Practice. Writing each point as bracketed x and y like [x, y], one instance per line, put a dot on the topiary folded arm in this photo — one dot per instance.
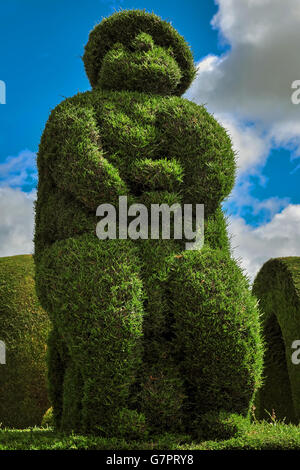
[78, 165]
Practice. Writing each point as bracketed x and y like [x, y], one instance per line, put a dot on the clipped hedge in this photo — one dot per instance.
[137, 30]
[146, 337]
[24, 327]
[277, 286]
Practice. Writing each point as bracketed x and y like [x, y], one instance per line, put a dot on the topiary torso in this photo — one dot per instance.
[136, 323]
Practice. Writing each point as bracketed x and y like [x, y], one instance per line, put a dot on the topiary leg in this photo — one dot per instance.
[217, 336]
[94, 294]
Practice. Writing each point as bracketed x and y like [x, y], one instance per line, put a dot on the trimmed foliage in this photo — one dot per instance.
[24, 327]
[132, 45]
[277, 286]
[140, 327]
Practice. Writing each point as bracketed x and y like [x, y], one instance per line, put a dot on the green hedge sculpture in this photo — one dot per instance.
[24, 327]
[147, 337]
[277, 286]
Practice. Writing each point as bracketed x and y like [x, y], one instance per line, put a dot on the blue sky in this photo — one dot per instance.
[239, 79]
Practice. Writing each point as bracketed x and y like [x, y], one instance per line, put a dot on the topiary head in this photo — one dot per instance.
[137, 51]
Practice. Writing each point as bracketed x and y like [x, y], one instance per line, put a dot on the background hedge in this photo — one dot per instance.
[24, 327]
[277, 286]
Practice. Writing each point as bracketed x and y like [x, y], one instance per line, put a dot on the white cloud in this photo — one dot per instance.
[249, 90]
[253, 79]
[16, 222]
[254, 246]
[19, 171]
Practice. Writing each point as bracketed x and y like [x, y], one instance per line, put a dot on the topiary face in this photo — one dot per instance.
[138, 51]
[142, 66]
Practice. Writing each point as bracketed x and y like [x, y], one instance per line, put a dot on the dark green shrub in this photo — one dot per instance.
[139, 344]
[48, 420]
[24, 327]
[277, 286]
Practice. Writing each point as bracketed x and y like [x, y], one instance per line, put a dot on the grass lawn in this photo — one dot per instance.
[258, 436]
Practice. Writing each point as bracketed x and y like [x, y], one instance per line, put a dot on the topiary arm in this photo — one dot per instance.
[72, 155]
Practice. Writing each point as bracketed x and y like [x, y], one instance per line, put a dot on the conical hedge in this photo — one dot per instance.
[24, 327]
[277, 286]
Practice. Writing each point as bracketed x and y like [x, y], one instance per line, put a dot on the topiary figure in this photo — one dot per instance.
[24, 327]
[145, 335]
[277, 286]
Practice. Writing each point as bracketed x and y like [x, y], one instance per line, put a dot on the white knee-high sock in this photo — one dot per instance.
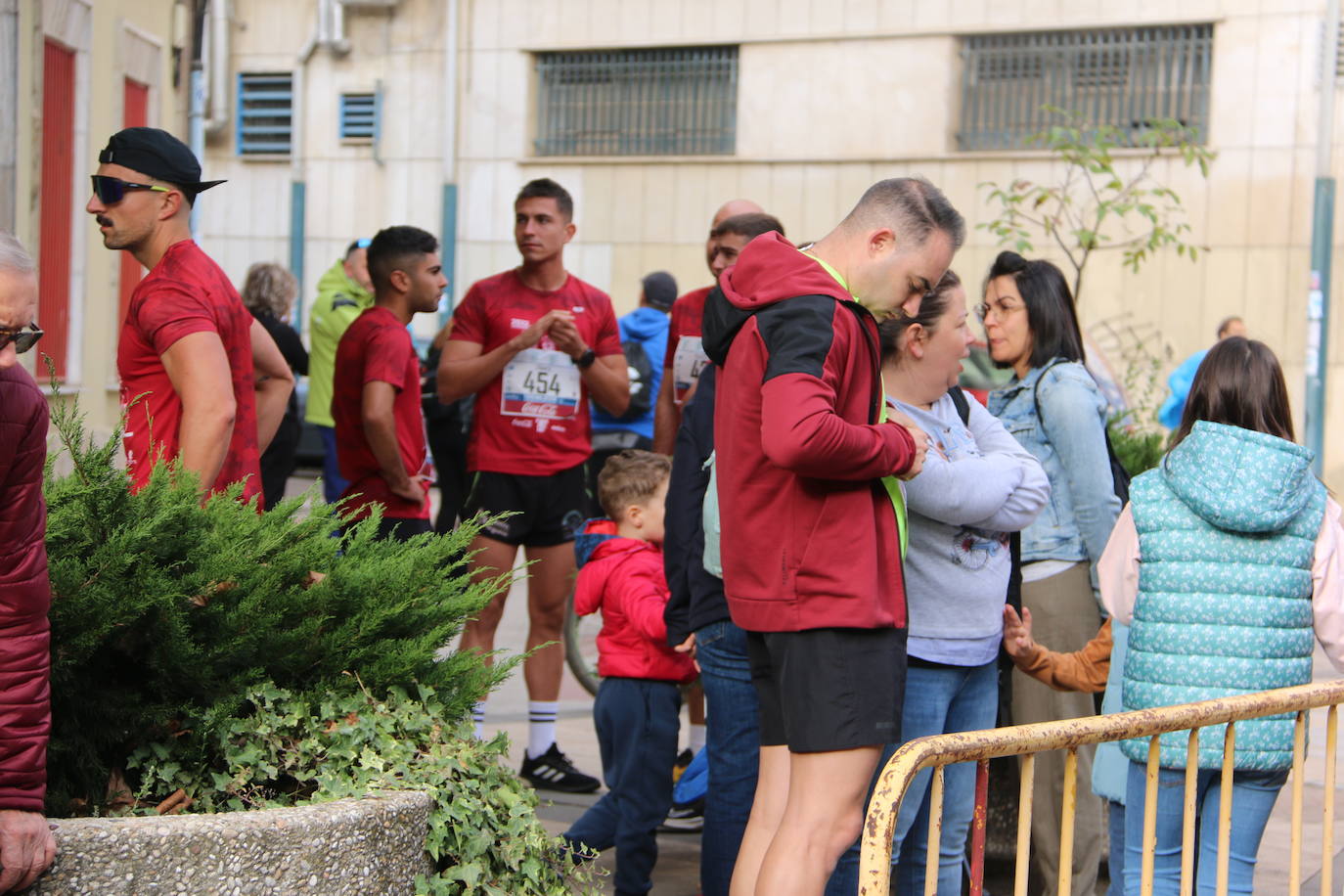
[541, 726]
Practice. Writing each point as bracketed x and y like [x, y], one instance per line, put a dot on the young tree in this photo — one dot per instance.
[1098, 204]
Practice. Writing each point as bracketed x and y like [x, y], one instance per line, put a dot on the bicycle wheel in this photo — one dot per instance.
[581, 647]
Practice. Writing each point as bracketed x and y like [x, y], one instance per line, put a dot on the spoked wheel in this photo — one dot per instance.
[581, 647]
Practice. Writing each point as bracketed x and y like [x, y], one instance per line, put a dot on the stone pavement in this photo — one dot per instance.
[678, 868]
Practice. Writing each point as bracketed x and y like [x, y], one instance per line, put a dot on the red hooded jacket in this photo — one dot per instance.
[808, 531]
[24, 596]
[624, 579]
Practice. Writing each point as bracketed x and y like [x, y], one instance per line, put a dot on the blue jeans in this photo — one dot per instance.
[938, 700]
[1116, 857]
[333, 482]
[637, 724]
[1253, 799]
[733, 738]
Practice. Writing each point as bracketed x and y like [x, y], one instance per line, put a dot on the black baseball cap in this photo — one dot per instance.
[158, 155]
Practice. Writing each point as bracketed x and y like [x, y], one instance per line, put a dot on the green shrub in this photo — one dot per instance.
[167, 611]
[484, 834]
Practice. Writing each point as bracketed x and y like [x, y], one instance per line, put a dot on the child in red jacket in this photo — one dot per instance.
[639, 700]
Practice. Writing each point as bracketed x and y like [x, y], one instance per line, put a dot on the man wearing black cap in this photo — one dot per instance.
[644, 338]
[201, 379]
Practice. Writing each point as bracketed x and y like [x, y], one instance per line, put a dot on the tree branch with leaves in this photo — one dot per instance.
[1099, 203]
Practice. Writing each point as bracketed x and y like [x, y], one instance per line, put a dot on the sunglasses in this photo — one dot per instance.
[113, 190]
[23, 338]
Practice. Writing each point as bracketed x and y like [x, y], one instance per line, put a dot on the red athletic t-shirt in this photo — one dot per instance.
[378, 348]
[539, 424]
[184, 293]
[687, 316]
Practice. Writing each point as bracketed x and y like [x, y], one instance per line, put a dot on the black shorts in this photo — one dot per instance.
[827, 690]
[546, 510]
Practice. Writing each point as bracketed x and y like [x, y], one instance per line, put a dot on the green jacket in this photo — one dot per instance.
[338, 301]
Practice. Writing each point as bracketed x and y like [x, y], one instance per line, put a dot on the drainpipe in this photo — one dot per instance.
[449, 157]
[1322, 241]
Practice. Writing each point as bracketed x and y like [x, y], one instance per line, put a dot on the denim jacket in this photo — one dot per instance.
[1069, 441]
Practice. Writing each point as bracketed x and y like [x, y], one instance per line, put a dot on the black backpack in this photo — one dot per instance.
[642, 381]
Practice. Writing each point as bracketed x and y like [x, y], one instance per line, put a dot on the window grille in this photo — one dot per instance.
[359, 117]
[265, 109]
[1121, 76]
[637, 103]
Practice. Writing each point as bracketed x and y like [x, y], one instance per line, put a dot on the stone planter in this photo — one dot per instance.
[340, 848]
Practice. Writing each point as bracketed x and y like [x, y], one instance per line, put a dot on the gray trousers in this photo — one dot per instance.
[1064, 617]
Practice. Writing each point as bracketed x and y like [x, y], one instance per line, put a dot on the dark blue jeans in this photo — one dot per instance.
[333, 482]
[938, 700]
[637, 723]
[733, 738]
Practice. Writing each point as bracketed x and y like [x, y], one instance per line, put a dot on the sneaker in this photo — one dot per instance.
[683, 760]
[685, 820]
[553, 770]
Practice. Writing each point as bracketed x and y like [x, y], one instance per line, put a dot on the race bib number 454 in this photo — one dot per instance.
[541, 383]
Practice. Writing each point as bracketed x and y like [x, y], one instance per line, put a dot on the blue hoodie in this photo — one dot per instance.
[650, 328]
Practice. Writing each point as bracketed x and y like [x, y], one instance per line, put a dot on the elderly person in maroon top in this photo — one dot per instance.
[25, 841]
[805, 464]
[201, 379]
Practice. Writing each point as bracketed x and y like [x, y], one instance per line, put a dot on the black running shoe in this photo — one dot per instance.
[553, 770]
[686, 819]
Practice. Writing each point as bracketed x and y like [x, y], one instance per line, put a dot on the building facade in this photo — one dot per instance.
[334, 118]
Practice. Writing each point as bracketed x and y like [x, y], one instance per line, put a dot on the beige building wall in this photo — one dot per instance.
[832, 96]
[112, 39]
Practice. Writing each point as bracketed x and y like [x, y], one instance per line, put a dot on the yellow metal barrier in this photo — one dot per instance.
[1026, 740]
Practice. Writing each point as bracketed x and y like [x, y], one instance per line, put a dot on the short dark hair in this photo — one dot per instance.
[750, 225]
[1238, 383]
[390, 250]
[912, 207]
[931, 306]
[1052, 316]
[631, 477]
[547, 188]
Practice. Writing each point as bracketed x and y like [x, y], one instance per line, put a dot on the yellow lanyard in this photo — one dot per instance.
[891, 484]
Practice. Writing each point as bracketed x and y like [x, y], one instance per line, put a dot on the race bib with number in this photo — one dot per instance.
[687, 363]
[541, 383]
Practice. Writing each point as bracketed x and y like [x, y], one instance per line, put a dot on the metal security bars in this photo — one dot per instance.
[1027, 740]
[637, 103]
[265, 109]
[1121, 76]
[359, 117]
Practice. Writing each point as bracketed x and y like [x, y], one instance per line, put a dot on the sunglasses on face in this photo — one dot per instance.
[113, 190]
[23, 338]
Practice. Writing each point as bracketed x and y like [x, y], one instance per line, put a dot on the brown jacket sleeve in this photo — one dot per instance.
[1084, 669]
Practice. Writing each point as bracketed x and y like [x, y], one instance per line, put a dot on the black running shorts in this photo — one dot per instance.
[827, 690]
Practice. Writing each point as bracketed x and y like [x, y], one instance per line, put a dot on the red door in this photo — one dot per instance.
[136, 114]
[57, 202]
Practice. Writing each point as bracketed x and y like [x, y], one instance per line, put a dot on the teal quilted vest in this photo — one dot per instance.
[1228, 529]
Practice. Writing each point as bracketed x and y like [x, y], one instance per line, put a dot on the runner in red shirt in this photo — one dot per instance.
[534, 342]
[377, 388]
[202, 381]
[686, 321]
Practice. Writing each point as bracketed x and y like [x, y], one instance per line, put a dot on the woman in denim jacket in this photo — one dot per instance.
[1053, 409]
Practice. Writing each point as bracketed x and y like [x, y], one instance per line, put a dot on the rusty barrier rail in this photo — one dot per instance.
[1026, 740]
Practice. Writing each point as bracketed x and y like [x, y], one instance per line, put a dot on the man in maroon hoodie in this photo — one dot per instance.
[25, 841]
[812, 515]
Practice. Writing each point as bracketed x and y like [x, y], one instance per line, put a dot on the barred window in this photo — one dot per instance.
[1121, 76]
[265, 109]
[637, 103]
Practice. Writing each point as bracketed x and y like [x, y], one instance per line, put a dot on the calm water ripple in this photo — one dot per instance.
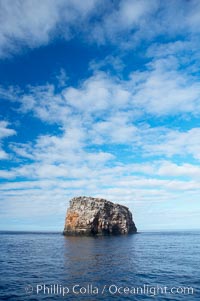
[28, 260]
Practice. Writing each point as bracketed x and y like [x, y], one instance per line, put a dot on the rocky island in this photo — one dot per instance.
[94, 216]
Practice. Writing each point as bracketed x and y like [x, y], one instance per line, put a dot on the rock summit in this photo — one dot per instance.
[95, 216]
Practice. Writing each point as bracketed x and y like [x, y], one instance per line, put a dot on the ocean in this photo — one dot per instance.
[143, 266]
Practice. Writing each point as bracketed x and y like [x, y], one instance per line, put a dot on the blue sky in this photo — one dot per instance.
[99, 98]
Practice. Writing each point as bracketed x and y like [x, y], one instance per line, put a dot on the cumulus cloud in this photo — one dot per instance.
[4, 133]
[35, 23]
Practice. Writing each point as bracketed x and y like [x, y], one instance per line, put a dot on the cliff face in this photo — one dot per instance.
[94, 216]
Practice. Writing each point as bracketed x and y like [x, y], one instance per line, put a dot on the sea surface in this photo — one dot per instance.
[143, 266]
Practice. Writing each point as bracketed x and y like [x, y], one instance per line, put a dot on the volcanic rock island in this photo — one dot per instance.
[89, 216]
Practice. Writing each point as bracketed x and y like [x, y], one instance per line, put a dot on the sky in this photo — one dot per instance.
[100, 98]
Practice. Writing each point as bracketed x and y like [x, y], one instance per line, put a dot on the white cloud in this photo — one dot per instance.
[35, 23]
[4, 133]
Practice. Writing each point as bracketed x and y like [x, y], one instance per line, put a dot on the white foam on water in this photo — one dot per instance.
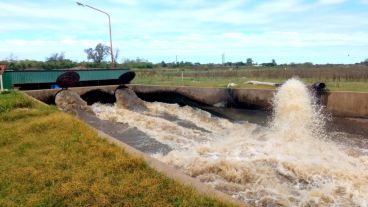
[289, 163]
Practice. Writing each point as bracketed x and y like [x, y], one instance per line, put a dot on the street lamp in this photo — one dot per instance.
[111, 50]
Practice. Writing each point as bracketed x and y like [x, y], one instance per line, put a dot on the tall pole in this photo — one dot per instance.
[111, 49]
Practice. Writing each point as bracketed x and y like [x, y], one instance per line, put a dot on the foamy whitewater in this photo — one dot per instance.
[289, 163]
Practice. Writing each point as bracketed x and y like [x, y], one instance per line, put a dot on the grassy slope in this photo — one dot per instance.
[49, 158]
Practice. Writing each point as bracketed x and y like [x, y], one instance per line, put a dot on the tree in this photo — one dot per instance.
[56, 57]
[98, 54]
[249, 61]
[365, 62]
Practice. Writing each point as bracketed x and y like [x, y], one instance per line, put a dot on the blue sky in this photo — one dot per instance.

> Task details: Copy the records word for word, beginning at the line that contains "on the grassy" and continuing through the end of the records.

> Answer to this exercise:
Practice. Writing each point as bracketed x and y like [x, y], one instance per line, put a dot on the grassy slope in this photo — one dot per instance.
[49, 158]
Practice. Writing each point as bracketed x and y like [x, y], one instance per line, put a dot on the tree in this photo — one dot per instance.
[56, 57]
[98, 54]
[249, 61]
[365, 62]
Practice. Writing each point as bracketed x and y like [x, y], one instance per line, put a dot on the blue sky in this photo — one dot per instance.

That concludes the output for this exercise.